_What you need to do_
Read through the records below and copy each line that uses the word "tree".
※
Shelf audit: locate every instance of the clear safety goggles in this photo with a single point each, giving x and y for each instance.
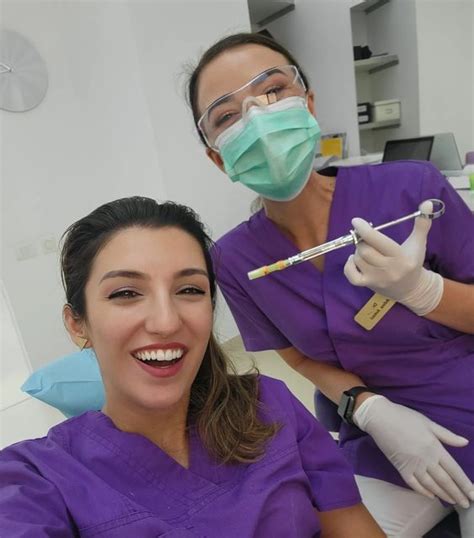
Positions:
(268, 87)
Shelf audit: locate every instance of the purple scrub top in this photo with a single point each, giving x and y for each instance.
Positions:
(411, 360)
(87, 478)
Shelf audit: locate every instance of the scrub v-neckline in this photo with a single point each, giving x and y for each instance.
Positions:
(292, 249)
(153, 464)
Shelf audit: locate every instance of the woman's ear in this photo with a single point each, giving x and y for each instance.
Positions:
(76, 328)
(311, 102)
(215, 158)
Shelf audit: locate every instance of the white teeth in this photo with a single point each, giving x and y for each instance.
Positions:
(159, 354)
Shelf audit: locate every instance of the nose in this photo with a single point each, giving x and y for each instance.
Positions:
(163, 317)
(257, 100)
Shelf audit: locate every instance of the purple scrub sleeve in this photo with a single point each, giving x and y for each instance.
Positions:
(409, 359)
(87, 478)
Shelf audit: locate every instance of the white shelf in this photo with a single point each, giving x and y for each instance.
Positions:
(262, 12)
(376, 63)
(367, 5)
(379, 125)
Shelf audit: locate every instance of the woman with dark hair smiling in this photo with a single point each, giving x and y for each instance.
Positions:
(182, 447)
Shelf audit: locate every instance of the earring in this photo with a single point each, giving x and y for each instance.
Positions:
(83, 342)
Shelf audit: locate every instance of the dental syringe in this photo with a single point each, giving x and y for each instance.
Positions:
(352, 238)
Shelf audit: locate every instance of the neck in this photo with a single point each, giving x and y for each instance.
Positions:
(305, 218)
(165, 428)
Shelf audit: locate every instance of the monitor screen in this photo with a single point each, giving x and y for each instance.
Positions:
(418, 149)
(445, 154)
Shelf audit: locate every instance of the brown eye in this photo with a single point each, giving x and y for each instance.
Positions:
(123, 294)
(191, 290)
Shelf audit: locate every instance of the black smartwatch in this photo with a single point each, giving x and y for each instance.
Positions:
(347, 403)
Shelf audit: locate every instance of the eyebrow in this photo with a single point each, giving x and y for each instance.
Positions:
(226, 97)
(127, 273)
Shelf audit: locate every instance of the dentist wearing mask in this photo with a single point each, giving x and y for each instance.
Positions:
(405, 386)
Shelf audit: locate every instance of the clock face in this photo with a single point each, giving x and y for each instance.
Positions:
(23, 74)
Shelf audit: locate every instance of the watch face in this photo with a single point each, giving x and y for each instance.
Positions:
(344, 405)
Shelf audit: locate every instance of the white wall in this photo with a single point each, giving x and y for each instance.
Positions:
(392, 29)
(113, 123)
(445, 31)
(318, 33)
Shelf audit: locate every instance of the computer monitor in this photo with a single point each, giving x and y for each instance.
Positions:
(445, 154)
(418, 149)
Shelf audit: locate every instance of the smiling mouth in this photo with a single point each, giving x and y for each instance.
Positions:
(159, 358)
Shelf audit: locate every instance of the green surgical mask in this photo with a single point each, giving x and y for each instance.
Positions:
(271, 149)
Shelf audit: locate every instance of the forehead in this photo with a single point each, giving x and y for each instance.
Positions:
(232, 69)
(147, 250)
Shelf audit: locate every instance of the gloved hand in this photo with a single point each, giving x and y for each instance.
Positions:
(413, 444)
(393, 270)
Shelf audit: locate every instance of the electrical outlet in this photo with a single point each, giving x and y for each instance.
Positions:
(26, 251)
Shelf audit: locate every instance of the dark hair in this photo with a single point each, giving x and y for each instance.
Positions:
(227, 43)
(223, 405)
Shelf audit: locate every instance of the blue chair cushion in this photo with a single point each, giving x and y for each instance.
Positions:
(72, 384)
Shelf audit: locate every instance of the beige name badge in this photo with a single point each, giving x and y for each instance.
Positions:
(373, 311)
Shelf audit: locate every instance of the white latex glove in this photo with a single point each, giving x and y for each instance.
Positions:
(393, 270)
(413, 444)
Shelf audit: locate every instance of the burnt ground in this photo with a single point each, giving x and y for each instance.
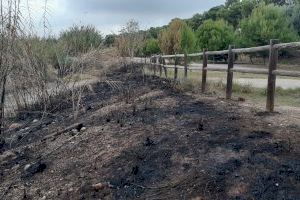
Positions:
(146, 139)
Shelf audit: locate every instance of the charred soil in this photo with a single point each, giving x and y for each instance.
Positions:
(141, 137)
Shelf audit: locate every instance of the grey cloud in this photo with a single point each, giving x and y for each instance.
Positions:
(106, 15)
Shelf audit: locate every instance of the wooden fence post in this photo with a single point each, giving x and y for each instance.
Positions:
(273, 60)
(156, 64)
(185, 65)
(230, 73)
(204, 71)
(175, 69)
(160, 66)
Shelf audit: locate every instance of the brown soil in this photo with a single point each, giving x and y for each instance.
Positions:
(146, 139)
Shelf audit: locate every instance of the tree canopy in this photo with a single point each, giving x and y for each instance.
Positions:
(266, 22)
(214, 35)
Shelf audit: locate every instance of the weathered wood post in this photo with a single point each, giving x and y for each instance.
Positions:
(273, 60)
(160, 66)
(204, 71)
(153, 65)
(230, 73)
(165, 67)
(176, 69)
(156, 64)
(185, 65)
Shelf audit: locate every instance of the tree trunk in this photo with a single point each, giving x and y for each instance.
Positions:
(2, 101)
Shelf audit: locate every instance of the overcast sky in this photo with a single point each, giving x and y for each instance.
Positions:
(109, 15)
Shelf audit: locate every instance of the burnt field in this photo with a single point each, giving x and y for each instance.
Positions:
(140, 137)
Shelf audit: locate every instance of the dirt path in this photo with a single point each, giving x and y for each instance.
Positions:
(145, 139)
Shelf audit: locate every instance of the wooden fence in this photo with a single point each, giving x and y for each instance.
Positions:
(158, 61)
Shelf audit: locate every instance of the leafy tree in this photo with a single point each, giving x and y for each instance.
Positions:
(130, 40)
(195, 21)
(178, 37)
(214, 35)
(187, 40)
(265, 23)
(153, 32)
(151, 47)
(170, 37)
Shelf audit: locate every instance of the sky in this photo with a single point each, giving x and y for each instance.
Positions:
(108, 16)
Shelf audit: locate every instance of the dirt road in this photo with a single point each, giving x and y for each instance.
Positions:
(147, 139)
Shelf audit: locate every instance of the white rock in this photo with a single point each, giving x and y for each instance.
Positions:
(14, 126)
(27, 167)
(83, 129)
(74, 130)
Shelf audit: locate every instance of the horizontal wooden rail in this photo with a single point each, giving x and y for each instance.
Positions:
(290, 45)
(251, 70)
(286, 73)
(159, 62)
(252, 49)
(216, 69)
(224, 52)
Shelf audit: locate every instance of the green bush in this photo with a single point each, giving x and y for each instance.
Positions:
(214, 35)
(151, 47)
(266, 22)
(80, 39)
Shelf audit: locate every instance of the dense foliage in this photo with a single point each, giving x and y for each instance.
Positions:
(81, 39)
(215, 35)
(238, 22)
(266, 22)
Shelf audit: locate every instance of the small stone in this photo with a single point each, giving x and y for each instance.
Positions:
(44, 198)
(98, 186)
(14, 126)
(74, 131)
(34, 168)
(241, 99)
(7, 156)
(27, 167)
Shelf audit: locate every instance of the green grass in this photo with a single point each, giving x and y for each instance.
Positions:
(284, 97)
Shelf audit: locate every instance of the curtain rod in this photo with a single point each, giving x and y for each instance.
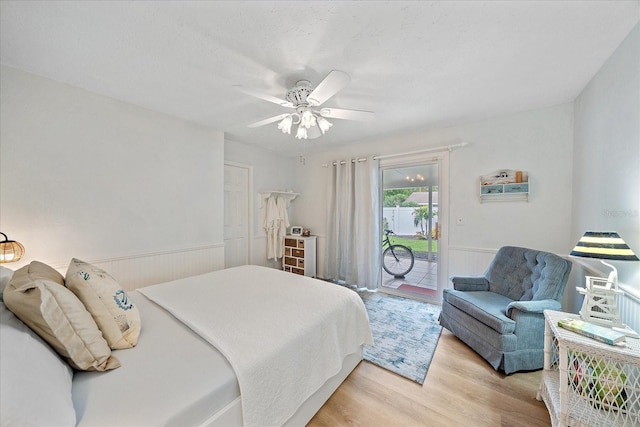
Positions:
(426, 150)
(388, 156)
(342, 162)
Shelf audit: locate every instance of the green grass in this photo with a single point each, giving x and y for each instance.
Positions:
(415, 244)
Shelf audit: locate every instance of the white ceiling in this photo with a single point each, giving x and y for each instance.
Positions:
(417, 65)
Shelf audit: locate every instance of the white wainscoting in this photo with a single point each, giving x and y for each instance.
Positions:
※
_Written response_
Shelf audit: locate every instance of the tree canopy in this photo with a single point each, giving x and y for each instance.
Shelf audit: locate every instance of the tree trunk in this photo with a single point each, giving x and y for each instance.
Shelf audit: locate every instance of the leafy tree in this photo with a single point each, giving x and y for each instance.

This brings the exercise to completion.